◆ **Exercise requirements**
1. Would you reproduce, word for word, the stretch of the hospital account from "The doctors discharged" through "bandages, until afternoon."?
2. Does the hospital account agree with each statement? Answer yes or no for each, quoting the deciding words exactly. (a) The emergency surgery took place at midnight. (b) The bill listed itemized expenses. (c) The physician friend drafted a letter of complaint at Saket police station.

◆ **Text passage**

"""

At this point I was collapsed into a wheelchair, no longer able to walk. I was wheeled into the operating theatre at midnight - emergency surgery to remove the infection caused by an injection I didn't want, didn't need, and didn't ask for.
The doctors discharged me early the next morning with clear instructions to keep my wound - a painful unstitched hole that descended about a finger's length deep into my side- packed with surgical gauze. But no one would give me my discharge papers. I was left lying in bed, unattended and bleeding through my bandages, until afternoon.
Finally, I called for help. A nurse stormed in and proceeded to tear out the tightly packed gauze from my wound and throw the bloodied coils of cloth onto the floor. My friend tried telling him that the doctors had instructed us to leave it in. He screamed at us not to tell him how to do his job. When the nurse skulked off again, the wound had to be immediately repacked by the doctor, one of the many painful and unnecessary ordeals I suffered.
When I was finally allowed to leave, I was told that I would now be charged with another 24 hours at the hospital, because of their own delay. I was presented a bill - strangely, with no itemised expenses - that was over three times the original estimate I had already paid for. Still foggy from anesthesia, with half my side bandaged up, I tried talking with a woman from international patient services - presumably a patient advocate - only to be screamed at, saying I was lying about the estimate. I asked if I could come back and discuss it the next day, since I had been told no one else was available on a Sunday. She said I couldn't leave until the additional changes were paid. Every hour, they kept mounting.
In my crowded hospital ward, the family next to me was also in heated discussion over payment. I posted a panicked message for help on Facebook. A physician friend who lived nearby turned up alarmed. When she saw the condition I was being kept in she escorted me out of the building, trailed by security guards, and straight to Saket police station, where she drafted a letter of complaint on my behalf. "At Max Saket she experienced gross mistreatment, negligence, and overcharging and detaining against will."

"""

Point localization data
"""

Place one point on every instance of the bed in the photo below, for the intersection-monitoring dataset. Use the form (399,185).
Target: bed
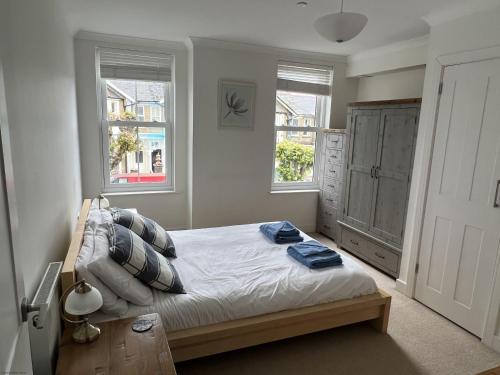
(246,291)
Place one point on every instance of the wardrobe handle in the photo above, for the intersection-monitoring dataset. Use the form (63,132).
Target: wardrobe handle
(495,202)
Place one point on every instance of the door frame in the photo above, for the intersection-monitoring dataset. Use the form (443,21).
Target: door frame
(406,283)
(7,171)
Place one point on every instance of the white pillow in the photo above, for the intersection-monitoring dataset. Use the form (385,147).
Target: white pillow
(111,303)
(115,276)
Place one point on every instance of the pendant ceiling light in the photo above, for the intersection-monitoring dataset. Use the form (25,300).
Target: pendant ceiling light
(340,27)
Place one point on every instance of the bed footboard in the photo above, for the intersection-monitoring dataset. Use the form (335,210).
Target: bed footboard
(218,338)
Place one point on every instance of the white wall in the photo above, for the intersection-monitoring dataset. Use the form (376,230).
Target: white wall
(170,208)
(37,53)
(396,85)
(402,55)
(232,169)
(481,30)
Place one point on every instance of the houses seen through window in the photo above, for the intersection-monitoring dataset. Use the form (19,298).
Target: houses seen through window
(136,91)
(136,151)
(302,109)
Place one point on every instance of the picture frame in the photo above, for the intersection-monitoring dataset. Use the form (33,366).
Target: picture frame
(236,104)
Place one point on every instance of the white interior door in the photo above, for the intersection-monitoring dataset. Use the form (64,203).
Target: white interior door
(15,355)
(461,231)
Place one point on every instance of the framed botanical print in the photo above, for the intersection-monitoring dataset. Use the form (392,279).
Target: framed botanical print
(236,104)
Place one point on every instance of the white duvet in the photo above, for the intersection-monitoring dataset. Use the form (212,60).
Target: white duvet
(236,272)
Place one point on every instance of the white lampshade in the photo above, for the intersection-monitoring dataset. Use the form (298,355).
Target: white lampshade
(340,27)
(103,201)
(83,303)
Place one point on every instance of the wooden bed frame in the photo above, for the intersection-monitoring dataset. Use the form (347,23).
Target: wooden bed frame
(222,337)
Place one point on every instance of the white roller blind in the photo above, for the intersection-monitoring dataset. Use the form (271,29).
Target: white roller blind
(126,64)
(308,80)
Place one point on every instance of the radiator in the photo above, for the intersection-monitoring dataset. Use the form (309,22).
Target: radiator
(45,324)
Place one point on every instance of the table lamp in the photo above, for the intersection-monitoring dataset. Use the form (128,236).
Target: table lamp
(82,299)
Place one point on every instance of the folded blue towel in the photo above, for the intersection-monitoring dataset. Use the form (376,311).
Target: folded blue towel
(281,232)
(314,255)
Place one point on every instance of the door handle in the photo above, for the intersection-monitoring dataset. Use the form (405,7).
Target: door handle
(495,202)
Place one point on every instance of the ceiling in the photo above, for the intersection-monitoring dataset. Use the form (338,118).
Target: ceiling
(277,23)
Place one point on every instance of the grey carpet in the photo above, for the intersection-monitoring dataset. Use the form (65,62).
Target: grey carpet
(419,341)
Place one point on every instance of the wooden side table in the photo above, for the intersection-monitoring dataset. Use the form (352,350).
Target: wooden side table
(119,350)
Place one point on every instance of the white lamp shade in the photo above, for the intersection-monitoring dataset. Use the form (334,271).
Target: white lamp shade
(103,202)
(83,303)
(340,27)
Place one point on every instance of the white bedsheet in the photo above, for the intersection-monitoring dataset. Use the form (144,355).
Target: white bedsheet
(236,272)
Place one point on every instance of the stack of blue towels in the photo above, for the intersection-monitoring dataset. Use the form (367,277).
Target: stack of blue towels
(281,232)
(314,254)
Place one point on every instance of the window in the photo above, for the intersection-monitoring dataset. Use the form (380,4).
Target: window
(140,113)
(136,97)
(302,109)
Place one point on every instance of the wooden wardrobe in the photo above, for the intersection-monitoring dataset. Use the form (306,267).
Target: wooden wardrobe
(378,165)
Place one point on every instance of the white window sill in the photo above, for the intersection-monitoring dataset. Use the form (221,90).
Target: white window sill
(121,193)
(294,191)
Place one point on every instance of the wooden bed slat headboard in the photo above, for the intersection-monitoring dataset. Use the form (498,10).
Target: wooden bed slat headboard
(68,275)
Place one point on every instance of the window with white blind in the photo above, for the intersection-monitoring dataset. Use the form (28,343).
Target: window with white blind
(136,120)
(302,109)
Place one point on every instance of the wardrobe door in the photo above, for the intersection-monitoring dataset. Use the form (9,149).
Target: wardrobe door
(392,173)
(364,130)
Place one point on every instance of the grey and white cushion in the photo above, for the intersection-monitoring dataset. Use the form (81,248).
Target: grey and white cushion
(117,278)
(139,258)
(112,304)
(147,229)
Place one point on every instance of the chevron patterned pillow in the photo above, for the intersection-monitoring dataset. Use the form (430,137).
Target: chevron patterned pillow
(139,258)
(147,229)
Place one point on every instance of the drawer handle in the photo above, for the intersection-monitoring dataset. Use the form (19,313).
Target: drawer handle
(495,202)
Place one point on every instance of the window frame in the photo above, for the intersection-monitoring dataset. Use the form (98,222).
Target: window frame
(322,117)
(167,125)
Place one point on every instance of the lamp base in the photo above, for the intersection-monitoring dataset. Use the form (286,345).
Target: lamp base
(85,332)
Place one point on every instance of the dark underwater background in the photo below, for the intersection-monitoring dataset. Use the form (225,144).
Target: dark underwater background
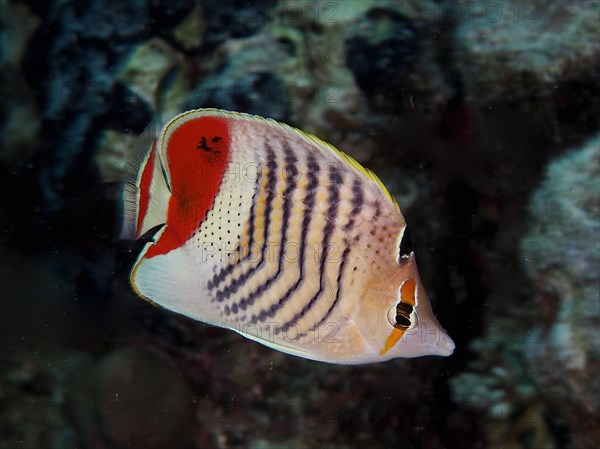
(481,118)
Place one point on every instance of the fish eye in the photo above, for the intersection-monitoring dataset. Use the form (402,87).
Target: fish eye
(400,316)
(403,312)
(405,247)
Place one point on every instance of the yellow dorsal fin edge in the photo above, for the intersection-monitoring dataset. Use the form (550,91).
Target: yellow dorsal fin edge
(340,155)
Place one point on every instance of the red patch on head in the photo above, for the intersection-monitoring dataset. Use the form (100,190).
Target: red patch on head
(197,154)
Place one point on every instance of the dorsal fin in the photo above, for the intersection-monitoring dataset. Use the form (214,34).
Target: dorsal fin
(346,159)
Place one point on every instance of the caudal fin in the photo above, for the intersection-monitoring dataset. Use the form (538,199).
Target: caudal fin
(145,189)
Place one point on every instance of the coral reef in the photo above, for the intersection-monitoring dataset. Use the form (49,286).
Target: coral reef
(457,105)
(517,49)
(565,269)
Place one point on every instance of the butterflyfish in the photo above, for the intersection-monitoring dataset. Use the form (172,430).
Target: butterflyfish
(258,227)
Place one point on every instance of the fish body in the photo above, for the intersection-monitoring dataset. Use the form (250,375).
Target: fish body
(269,231)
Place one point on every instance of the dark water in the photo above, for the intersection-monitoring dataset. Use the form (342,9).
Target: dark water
(480,117)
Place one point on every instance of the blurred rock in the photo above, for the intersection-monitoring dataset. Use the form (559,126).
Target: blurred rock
(159,75)
(190,31)
(381,52)
(17,25)
(20,117)
(131,398)
(562,256)
(19,114)
(507,50)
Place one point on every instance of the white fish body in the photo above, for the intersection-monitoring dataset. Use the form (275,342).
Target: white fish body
(271,232)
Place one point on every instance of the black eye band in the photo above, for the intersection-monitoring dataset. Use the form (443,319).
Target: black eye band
(405,245)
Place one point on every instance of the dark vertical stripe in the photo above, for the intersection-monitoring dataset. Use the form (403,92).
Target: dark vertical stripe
(225,271)
(309,203)
(291,173)
(339,289)
(335,180)
(271,189)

"""

◆ **Outputs by task**
1.
The doctors discharged me early the next morning with clear instructions to keep my wound - a painful unstitched hole that descended about a finger's length deep into my side- packed with surgical gauze. But no one would give me my discharge papers. I was left lying in bed, unattended and bleeding through my bandages, until afternoon.

2.
(a) Yes: "I was wheeled into the operating theatre at midnight"
(b) No: "strangely, with no itemised expenses"
(c) Yes: "straight to Saket police station, where she drafted a letter of complaint on my behalf"